• Exercise data:
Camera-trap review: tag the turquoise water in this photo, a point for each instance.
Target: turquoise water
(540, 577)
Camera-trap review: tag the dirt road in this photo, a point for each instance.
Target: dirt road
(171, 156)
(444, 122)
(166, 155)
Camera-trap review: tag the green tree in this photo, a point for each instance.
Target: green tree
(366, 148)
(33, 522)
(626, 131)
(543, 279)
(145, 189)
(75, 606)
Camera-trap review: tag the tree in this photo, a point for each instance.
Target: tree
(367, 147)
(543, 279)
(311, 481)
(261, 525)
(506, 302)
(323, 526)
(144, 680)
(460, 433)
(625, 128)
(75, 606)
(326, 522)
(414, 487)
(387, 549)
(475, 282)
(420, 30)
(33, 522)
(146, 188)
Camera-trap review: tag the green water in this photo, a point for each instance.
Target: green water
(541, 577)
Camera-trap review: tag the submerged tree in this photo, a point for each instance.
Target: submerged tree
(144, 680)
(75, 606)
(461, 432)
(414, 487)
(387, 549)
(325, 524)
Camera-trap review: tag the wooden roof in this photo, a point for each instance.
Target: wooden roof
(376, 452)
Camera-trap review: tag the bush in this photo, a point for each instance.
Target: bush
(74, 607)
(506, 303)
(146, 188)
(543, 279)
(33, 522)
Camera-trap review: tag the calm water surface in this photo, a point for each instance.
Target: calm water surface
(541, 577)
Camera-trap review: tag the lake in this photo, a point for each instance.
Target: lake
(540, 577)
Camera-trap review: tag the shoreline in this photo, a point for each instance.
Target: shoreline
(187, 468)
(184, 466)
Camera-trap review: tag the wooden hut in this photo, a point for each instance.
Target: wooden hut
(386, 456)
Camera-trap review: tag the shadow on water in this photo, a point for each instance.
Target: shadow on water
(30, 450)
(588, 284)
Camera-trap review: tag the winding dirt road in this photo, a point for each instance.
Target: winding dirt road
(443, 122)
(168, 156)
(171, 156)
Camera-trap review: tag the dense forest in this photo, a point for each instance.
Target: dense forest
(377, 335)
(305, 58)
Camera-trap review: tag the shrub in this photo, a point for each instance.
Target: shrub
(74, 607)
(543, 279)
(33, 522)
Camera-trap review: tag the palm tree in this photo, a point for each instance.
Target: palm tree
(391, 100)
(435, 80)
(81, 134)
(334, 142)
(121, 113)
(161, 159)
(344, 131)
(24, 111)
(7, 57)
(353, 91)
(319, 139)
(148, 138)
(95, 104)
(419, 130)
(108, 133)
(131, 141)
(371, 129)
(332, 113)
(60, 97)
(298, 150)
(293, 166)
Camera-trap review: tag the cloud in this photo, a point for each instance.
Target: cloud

• What the task requires: From the first line to the last, return the material exactly.

• Task result:
Camera-trap review: tag the turquoise water in this photo, a point for each instance.
Target: turquoise water
(540, 577)
Camera-trap review: tag the dirt road in this photo, a point for each instance.
Target: dirt road
(171, 156)
(444, 122)
(166, 155)
Camera-trap review: tag the green tree in this photo, a point for each instance.
Target: green tree
(366, 148)
(33, 522)
(626, 131)
(543, 279)
(145, 189)
(75, 606)
Camera-trap review: tag the tree in this photo, a point for each instance.
Target: tree
(367, 147)
(543, 279)
(311, 481)
(261, 525)
(506, 302)
(323, 526)
(144, 680)
(460, 433)
(625, 128)
(75, 606)
(326, 522)
(414, 487)
(387, 549)
(475, 282)
(420, 30)
(33, 522)
(146, 188)
Camera-trap review: tag the green water in this photo, a point for each instance.
Target: green water
(541, 577)
Camera-trap review: tag the submerged tree in this photo, a point for each instance.
Target: submerged tree
(144, 680)
(75, 606)
(461, 432)
(414, 487)
(387, 549)
(325, 524)
Camera-trap review: tag the wooden roof in this photo, a point for each instance.
Target: wooden roof
(376, 452)
Camera-trap review: tag the bush in this photo, a point for each instance.
Target: bush
(74, 607)
(506, 303)
(146, 188)
(543, 279)
(33, 522)
Camera-trap review: tag the calm water surface in this photo, a point for each instance.
Target: calm water surface
(541, 577)
Camera-trap review: tag the lake in this photo, a point for each instance.
Target: lake
(540, 577)
Camera-trap review: tag the shoreline in this photo, a point for each instance.
Target: shoreline
(187, 468)
(184, 466)
Camera-trap review: tag the wooden hut in this photo, a point for each instance.
Target: wooden hut
(386, 456)
Camera-trap review: tag the shadow on water in this photo, a point for each instance.
Target: shadow on water
(30, 450)
(588, 284)
Camera-trap review: tag the winding dirt road in this photo, a point for each instance.
Target: winding dirt road
(443, 122)
(168, 156)
(171, 156)
Camera-trap review: tag the dense forest in this photo, a point for each instance.
Target: dense forest
(377, 335)
(305, 58)
Camera-trap review: tag the shrub in this photo, a point for each instance.
Target: shrub
(74, 607)
(543, 279)
(33, 522)
Camera-trap review: tag the palm tree in this photo, a point for each instance.
Target: palm tree
(391, 100)
(435, 80)
(81, 134)
(334, 142)
(121, 113)
(161, 159)
(344, 131)
(24, 111)
(7, 57)
(353, 91)
(319, 139)
(148, 138)
(95, 104)
(419, 130)
(108, 133)
(131, 141)
(371, 129)
(332, 113)
(60, 97)
(298, 150)
(293, 166)
Camera-trap review: tag the cloud in this photo, a point for each instance.
Target: cloud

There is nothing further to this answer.